+++ RECORDS +++

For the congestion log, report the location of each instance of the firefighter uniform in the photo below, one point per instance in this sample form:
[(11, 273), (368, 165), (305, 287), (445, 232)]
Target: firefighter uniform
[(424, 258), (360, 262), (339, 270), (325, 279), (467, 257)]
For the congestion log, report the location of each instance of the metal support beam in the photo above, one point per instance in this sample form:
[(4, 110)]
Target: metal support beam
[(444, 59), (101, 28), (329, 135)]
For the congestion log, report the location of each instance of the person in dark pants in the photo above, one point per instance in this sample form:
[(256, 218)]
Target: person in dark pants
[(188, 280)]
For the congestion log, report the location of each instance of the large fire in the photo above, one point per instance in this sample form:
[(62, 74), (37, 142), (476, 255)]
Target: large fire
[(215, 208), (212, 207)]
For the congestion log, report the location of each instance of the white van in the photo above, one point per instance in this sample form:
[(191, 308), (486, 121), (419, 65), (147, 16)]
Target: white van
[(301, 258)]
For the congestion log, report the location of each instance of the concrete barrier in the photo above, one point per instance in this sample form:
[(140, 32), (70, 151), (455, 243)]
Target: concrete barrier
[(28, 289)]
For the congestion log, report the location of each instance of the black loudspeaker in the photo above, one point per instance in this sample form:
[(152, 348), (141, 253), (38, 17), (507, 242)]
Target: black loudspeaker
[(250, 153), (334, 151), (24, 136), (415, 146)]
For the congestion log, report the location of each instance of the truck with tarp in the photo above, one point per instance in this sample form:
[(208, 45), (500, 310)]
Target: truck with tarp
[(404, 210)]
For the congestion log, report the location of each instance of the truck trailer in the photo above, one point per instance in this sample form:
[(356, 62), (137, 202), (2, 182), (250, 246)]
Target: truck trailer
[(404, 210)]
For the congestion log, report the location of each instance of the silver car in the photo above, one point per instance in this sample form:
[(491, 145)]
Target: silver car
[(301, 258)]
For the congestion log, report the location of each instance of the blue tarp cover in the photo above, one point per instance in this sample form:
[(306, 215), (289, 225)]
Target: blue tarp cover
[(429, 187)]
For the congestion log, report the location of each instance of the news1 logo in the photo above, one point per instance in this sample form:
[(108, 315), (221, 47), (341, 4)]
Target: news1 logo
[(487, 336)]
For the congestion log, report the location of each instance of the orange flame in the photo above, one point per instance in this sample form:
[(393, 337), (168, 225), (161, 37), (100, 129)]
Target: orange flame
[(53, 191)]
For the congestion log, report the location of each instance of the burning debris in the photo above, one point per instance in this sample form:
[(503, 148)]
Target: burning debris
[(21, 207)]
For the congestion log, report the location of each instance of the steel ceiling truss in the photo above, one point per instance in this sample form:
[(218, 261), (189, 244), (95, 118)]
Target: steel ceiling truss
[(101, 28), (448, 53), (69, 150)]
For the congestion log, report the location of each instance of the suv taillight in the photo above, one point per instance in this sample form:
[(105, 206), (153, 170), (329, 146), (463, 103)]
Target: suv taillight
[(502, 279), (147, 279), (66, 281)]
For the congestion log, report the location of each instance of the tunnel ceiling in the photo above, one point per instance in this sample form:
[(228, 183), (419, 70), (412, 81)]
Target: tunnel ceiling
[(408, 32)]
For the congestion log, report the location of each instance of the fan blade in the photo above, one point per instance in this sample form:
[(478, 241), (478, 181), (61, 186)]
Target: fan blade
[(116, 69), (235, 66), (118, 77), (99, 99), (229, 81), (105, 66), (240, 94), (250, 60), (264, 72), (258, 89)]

+++

Exactly and exclusively, repeat the lines from the line that contains "of the steel" through the end of the records, both ends included.

ANSWER TO THE PROBLEM:
For the congestion log, report the location of each instance of the steel ceiling truss in the photo above, one point per instance in this sample form:
[(218, 261), (189, 244), (95, 118)]
Target: steel ceiling truss
[(101, 28), (448, 53), (69, 150)]
For the congestion log, report the location of each instance of the suv taillight in the photo above, one point per instance in this sample form:
[(105, 206), (153, 170), (329, 146), (463, 103)]
Target: suv taillight
[(502, 279), (147, 279), (66, 281)]
For the congestion log, report the location of each instance of the tunnel ceiling in the photo above, one point per instance in this sample form:
[(228, 183), (419, 70), (412, 81)]
Target: tunnel ceiling
[(408, 32)]
For the congestion log, report the location of each instance of the fan blade in the photo above, one point per instance in this sample form:
[(478, 241), (478, 181), (61, 186)]
Target: fan blade
[(116, 69), (235, 66), (118, 77), (99, 99), (229, 81), (105, 66), (240, 94), (250, 60), (264, 72), (258, 89)]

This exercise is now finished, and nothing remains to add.